DOKUMENTAUSZUG:
Einst galten die Macher des Clubs Alpha in Schwäbisch Hall als Unruhestifter. Heute ist der Verein ein wichtiger Bestandteil des gesellschaftlich-kulturellen Lebens in der Stadt und in ihrem Umland.

Schwäbisch-Hall - Mit seinem Ensemble aus sieben historischen Gebäuden inmitten des mittelalterlichen Stadtkerns von Schwäbisch Hall zählt das Hällisch-Fränkische Museum zu den markanten Beispielen der baden-württembergischen Museumslandschaft. Baulich überragt und konzeptionell dominiert wird das Quartier von der Keckenburg, einem staufischen Wohnturm aus der Mitte des 13. Jahrhunderts. Und die Zeitreise, auf die der Besucher geschickt wird, reicht von der Erdgeschichte über die regionalen Siedlungsepochen und die Haller Stadtentwicklung im Spiegel der internen und externen Einflüsse bis hin zum kulturellen Geschehen und der Kunst.

 

Wer angesichts dieser historischen Bandbreite und der frappierenden Fülle an Daten und Exponaten mal eben auf ein schlappes 50-jähriges Bestehen kommt, hat da schlechte Karten. Es sei denn, der Jubilar kann bei seinen Aktivitäten nicht nur auf eine landesweite Vorreiterrolle verweisen, sondern auch innerhalb des Haller Mikrokosmos auf eine Vielzahl kommunaler und kultureller Anstöße zurückblicken. So wie der 400 Mitglieder zählende Club Alpha 60. Im Vorfeld ihrer dreitägigen Geburtstagsfeier vom 30. September bis 2. Oktober war den Soziokulturellen im Museum eine Ausstellung gewidmet. Von der Rührigkeit des Clubs – und seiner Widersacher – zeugen auch vier pralle Schuber mit Zeitungsausschnitten im Stadtarchiv.

KURZE AUFGABE: Schreiben Sie den Artikel über den Club Alpha 60 in Schwäbisch Hall vollständig und Wort für Wort ab. Die Einträge haben mit dem Artikel nichts zu tun.

DATENEINTRÄGE:
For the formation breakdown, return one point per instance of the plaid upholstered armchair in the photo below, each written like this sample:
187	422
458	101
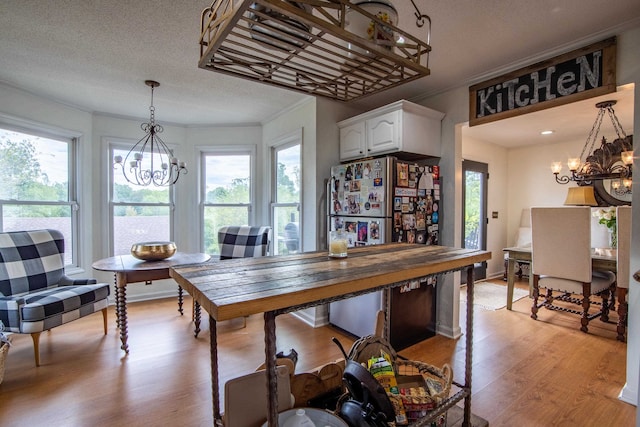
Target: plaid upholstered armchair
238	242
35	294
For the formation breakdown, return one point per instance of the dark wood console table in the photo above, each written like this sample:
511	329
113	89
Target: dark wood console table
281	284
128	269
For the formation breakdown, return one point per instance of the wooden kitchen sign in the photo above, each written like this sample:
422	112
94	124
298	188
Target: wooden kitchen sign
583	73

VOLLSTÄNDIGE ANTWORT:
Einst galten die Macher des Clubs Alpha in Schwäbisch Hall als Unruhestifter. Heute ist der Verein ein wichtiger Bestandteil des gesellschaftlich-kulturellen Lebens in der Stadt und in ihrem Umland.

Schwäbisch-Hall - Mit seinem Ensemble aus sieben historischen Gebäuden inmitten des mittelalterlichen Stadtkerns von Schwäbisch Hall zählt das Hällisch-Fränkische Museum zu den markanten Beispielen der baden-württembergischen Museumslandschaft. Baulich überragt und konzeptionell dominiert wird das Quartier von der Keckenburg, einem staufischen Wohnturm aus der Mitte des 13. Jahrhunderts. Und die Zeitreise, auf die der Besucher geschickt wird, reicht von der Erdgeschichte über die regionalen Siedlungsepochen und die Haller Stadtentwicklung im Spiegel der internen und externen Einflüsse bis hin zum kulturellen Geschehen und der Kunst.

 

Wer angesichts dieser historischen Bandbreite und der frappierenden Fülle an Daten und Exponaten mal eben auf ein schlappes 50-jähriges Bestehen kommt, hat da schlechte Karten. Es sei denn, der Jubilar kann bei seinen Aktivitäten nicht nur auf eine landesweite Vorreiterrolle verweisen, sondern auch innerhalb des Haller Mikrokosmos auf eine Vielzahl kommunaler und kultureller Anstöße zurückblicken. So wie der 400 Mitglieder zählende Club Alpha 60. Im Vorfeld ihrer dreitägigen Geburtstagsfeier vom 30. September bis 2. Oktober war den Soziokulturellen im Museum eine Ausstellung gewidmet. Von der Rührigkeit des Clubs – und seiner Widersacher – zeugen auch vier pralle Schuber mit Zeitungsausschnitten im Stadtarchiv.